▶ STATED GOAL: Reproduce every line of the records below word for word, leaving out the pictures.

+ + + + +

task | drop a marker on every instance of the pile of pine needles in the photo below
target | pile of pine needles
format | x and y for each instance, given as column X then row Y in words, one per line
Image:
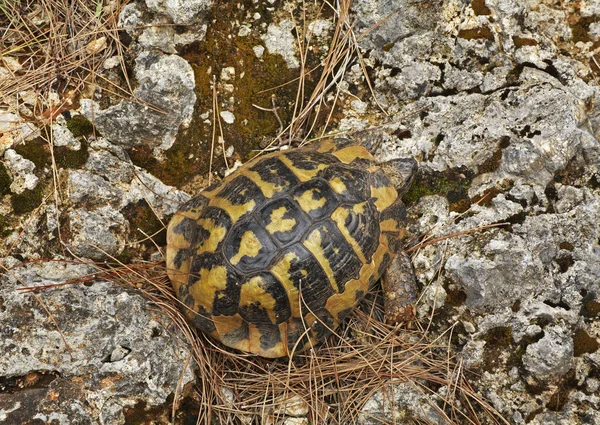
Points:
column 60, row 45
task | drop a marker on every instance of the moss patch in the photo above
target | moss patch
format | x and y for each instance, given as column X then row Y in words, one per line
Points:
column 68, row 158
column 254, row 82
column 451, row 183
column 80, row 126
column 584, row 343
column 36, row 151
column 480, row 33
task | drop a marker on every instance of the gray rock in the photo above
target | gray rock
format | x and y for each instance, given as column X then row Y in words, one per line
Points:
column 181, row 12
column 280, row 40
column 85, row 187
column 118, row 355
column 551, row 357
column 165, row 102
column 21, row 171
column 152, row 29
column 62, row 136
column 399, row 403
column 98, row 234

+ + + + +

▶ COMPLETED EXERCISE:
task | drop a marker on every instance of the pile of pine needles in the photo below
target | pile of pine needles
format | x and y for each instance, given as column X then row Y in words, one per line
Image:
Points:
column 60, row 45
task | drop a marker on every instance of the moss patch in the photo above
target | moss patch
format | x and y for each instance, given as column X then row Y in words, one per line
Points:
column 68, row 158
column 254, row 82
column 451, row 183
column 80, row 126
column 584, row 343
column 36, row 151
column 480, row 33
task | drop a marker on every instance of the gray rock in the photo above
target | gray rock
format | x and y for each instance, given as column X then row Y in words, one per line
Points:
column 181, row 12
column 280, row 40
column 85, row 187
column 118, row 355
column 551, row 357
column 165, row 102
column 21, row 171
column 152, row 29
column 62, row 136
column 399, row 403
column 98, row 234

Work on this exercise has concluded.